Somewhere below are a line with "[(625, 498), (285, 286)]" and a later line with "Put a marker on every instance of the silver concho". Output exactly those lines and all lines between them.

= Beginning of Section =

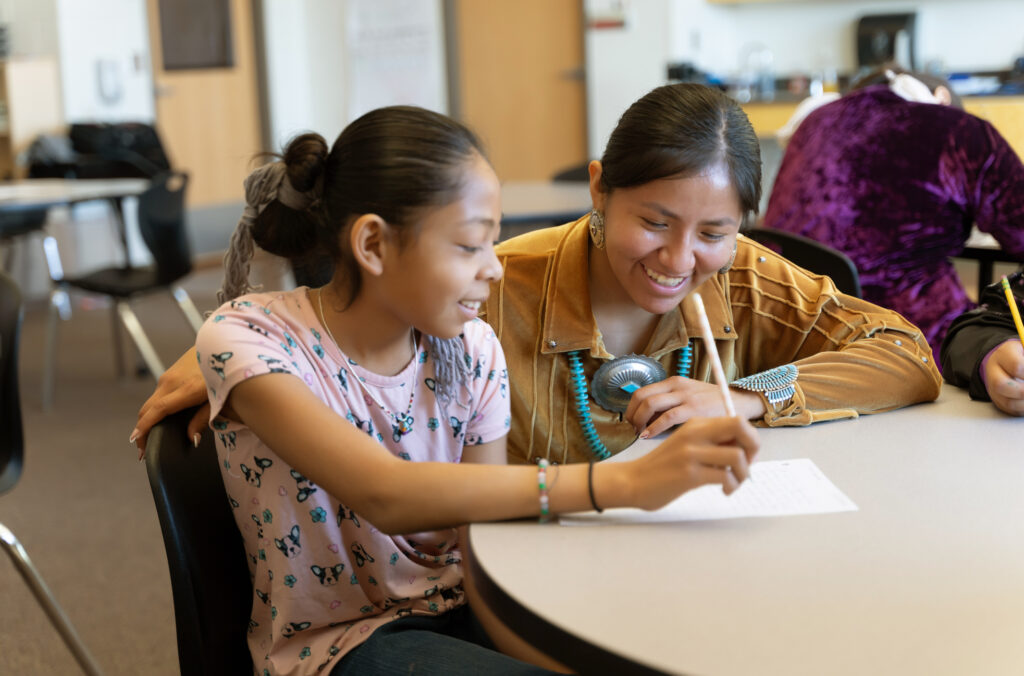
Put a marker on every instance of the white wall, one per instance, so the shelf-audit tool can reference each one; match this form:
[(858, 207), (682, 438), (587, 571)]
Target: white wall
[(330, 60), (962, 35), (623, 62), (104, 60), (31, 26)]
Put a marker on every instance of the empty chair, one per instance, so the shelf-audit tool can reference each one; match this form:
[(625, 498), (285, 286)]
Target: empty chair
[(811, 255), (210, 580), (161, 221), (11, 452)]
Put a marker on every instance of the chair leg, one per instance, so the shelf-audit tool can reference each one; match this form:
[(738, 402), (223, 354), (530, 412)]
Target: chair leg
[(138, 336), (59, 307), (46, 600), (188, 307), (119, 351)]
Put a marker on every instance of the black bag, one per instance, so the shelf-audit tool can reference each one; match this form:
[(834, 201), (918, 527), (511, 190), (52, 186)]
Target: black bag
[(125, 150)]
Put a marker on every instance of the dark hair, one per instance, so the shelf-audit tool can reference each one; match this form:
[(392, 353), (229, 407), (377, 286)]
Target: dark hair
[(392, 162), (880, 76), (680, 130)]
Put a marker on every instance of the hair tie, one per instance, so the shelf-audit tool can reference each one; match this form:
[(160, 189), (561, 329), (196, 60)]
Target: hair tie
[(262, 186)]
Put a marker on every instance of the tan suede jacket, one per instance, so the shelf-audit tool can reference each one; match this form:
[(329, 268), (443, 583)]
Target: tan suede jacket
[(852, 356)]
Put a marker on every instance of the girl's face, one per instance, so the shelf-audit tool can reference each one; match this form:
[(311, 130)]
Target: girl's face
[(666, 238), (444, 270)]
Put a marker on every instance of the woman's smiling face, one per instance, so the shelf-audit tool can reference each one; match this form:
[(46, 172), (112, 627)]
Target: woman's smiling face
[(666, 238)]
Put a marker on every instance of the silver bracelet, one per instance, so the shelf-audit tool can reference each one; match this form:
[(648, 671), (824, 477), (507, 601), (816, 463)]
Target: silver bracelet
[(778, 384)]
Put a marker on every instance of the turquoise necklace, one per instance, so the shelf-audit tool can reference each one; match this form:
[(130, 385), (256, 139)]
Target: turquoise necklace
[(684, 362)]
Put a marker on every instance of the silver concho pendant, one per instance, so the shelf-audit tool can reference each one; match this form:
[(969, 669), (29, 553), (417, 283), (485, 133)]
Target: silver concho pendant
[(615, 381)]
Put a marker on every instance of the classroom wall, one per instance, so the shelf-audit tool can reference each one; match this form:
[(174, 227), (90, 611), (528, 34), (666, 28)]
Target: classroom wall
[(104, 60), (803, 37), (31, 26), (330, 60)]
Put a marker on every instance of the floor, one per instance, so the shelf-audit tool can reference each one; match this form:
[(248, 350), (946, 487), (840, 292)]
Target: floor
[(83, 509)]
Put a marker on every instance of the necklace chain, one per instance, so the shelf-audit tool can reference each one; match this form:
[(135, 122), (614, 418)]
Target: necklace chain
[(684, 361), (401, 423)]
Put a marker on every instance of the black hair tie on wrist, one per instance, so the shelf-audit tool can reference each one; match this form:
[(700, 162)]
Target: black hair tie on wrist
[(590, 488)]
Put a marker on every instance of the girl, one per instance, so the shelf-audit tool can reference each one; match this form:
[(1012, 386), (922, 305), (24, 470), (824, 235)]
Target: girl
[(680, 176), (358, 423)]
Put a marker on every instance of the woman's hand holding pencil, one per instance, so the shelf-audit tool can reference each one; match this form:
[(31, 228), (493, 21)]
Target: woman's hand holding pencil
[(656, 408)]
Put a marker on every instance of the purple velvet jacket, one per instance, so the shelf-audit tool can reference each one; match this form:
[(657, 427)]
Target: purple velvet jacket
[(897, 185)]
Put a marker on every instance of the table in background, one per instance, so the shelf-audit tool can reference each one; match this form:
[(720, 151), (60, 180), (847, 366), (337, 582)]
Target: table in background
[(46, 193), (927, 578)]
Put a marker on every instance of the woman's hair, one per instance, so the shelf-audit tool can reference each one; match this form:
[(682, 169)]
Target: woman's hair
[(680, 130), (393, 162), (881, 76)]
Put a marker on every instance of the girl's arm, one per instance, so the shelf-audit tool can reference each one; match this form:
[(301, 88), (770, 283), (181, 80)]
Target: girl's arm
[(407, 497), (180, 387)]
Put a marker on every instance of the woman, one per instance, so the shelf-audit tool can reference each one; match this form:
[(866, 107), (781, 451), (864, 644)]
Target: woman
[(894, 174), (681, 174)]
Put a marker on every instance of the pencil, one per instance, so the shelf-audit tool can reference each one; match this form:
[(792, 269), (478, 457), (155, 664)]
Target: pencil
[(1013, 308), (716, 362)]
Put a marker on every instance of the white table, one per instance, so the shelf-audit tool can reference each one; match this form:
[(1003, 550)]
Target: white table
[(46, 193), (927, 578), (37, 193)]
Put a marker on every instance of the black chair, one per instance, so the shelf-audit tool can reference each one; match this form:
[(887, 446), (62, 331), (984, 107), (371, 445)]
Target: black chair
[(14, 224), (162, 223), (11, 453), (210, 579), (812, 255)]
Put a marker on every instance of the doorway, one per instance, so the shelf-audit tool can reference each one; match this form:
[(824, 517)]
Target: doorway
[(516, 78)]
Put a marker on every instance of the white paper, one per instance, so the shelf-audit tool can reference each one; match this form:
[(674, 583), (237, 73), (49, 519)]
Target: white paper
[(779, 488)]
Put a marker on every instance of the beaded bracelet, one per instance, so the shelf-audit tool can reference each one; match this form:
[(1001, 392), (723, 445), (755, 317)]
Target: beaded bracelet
[(542, 484), (590, 488), (777, 385)]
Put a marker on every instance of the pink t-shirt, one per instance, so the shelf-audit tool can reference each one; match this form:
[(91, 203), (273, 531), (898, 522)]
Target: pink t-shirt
[(325, 578)]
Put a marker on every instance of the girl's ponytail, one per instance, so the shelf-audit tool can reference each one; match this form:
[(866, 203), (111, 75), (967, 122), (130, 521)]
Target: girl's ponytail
[(282, 213)]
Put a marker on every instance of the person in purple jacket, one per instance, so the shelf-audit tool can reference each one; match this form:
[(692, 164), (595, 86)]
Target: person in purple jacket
[(895, 176)]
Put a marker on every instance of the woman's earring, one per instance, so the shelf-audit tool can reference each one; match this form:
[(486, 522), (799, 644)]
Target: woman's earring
[(725, 268), (597, 228)]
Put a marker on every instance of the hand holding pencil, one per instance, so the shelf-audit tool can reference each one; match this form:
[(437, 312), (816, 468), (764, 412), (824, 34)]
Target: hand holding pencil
[(658, 407), (1004, 367)]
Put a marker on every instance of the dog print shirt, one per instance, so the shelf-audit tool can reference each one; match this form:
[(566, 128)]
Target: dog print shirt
[(324, 578)]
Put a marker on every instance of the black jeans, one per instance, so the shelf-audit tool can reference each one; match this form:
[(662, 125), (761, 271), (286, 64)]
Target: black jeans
[(450, 644)]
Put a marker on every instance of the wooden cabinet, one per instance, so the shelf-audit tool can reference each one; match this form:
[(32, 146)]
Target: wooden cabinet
[(1005, 113), (30, 104)]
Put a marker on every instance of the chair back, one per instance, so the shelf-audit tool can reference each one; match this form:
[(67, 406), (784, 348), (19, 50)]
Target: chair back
[(11, 439), (210, 580), (162, 223), (811, 255)]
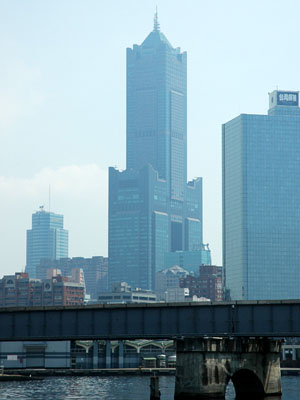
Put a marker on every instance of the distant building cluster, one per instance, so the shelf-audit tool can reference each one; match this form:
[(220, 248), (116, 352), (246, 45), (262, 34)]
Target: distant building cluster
[(21, 291), (95, 270)]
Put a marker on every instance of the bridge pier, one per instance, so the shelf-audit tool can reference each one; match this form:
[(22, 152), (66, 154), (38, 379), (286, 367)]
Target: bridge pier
[(95, 354), (205, 366)]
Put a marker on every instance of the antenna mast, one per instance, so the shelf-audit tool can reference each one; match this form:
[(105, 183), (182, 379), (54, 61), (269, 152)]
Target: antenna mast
[(156, 26), (49, 198)]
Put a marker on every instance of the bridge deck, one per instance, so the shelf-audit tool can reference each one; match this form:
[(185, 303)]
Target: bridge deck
[(278, 318)]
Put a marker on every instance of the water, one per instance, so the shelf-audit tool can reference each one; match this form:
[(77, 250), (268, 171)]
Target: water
[(112, 388)]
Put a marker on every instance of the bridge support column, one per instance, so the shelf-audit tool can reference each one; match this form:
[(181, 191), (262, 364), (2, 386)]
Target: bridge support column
[(108, 354), (121, 354), (95, 354), (205, 365)]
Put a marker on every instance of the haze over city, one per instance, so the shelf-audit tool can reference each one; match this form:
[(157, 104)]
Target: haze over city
[(63, 101)]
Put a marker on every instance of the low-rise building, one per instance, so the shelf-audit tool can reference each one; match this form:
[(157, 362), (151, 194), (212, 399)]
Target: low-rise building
[(123, 293), (20, 291)]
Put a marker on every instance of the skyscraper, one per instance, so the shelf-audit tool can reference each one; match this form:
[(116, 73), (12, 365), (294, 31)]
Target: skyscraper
[(47, 239), (151, 208), (261, 201)]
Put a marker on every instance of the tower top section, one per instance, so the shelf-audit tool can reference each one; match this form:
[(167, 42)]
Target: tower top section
[(283, 98)]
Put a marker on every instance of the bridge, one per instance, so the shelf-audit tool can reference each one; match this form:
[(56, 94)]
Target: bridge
[(278, 318), (216, 342)]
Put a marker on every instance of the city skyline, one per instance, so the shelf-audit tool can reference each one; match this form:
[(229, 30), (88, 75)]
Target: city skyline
[(59, 120)]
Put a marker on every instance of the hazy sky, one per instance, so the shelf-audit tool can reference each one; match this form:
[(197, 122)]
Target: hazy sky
[(62, 101)]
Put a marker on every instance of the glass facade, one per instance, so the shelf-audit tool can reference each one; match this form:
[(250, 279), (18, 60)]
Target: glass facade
[(150, 202), (261, 197), (189, 260), (47, 239)]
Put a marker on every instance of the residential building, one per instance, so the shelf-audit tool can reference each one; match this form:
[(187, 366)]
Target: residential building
[(168, 279), (20, 291), (46, 239), (261, 197), (152, 210), (208, 284), (95, 271)]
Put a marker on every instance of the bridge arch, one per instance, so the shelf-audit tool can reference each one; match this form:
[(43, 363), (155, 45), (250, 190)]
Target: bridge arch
[(247, 384)]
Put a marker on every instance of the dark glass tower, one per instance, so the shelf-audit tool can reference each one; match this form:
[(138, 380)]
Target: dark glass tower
[(47, 239), (151, 208)]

= End of Section =

FINAL ANSWER.
[(625, 498), (285, 286)]
Target: empty chair
[(811, 255), (210, 580), (161, 221), (11, 452)]
Put a marker on every instance of the chair leg, one per instance, so the shelf-audit tool can reference each one; match this form:
[(738, 402), (223, 354), (530, 412)]
Target: chair leg
[(138, 336), (59, 307), (46, 600), (188, 307), (119, 351)]
Put a marker on every instance of the black bag, one per instance, so the shelf-audit tool can reference each one; match this form:
[(834, 201), (918, 527), (511, 190), (52, 186)]
Target: black bag
[(125, 150)]
Put a marker on every instance of the dark hair, one per instance, so the shelf-audit tool can reference each one; match this form:
[(392, 353), (229, 407), (377, 286)]
Target: dark hair
[(392, 162), (880, 76), (680, 130)]
Put a marker on every instance of the hair tie, one per instance, so the shelf-audit tool can reference each one; match this form:
[(160, 189), (561, 329), (196, 60)]
Target: hair tie
[(262, 186)]
Put a marker on every instance of the tan suede jacket, one per instance, so the shelf-audit tool can reference each one; match this form:
[(329, 268), (443, 583)]
Target: tan suede jacket
[(852, 356)]
Put a marker on every instance of the girl's face, one per instance, so the shelf-audit tool can reference each one; match this form:
[(311, 130)]
Target: girl's face
[(666, 238), (444, 270)]
Put a marker on every instance of the woman's smiling face, one per instance, so the shelf-audit tool can reference each one; match this form:
[(46, 172), (112, 627)]
Target: woman's smiling face
[(666, 238)]
Put a marker on every instance of the silver bracelet, one per instance, so the shelf-audit tool can reference each one; match this form:
[(648, 671), (824, 477), (507, 601), (816, 463)]
Target: silver bracelet
[(778, 384)]
Put a marker on every instance of the turquoise necklace, one per instance, so the shelf-audit tool can reference each one; match this form:
[(130, 385), (256, 139)]
Target: turquoise necklace
[(684, 362)]
Put a marker on every instance of the silver concho pendant, one per instance, so the shelf-audit tool can reference each one; match this form:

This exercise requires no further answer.